Exercise directions ▸ Copy each line that includes the string "dirt" from the material into your answer.

(Beginning of Information given)

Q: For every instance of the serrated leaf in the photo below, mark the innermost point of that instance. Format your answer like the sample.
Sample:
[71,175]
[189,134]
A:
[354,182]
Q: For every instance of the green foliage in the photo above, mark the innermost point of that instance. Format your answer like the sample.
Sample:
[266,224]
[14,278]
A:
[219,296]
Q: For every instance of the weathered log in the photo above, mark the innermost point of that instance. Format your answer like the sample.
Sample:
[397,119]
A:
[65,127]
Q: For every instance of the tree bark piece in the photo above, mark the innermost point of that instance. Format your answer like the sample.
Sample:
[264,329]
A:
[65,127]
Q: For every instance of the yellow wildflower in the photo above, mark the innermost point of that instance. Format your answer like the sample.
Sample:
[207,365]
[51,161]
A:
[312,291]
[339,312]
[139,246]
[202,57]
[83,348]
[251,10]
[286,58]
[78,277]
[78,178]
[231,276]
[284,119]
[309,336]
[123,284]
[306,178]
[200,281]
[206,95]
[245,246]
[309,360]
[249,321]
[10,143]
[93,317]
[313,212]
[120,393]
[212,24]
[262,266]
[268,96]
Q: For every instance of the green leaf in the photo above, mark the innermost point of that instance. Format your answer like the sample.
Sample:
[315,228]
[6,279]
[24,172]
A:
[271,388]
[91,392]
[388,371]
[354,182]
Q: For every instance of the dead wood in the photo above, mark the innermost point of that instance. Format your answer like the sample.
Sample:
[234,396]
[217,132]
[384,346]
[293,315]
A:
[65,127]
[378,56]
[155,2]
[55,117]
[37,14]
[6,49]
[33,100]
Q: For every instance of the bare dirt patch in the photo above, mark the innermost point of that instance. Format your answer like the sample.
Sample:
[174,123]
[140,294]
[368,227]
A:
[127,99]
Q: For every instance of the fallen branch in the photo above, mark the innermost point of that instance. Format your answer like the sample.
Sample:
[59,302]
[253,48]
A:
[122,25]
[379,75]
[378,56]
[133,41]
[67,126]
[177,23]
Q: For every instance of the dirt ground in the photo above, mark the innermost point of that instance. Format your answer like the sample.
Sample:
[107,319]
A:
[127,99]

(End of Information given)

Expected answer ▸
Q: For every instance of the bare dirt patch in the photo above, mark the innermost point of that instance. Format your answer like the sample.
Q: For every instance of the dirt ground in the photo above, mark the innermost point of that instance. Format your answer like the sample.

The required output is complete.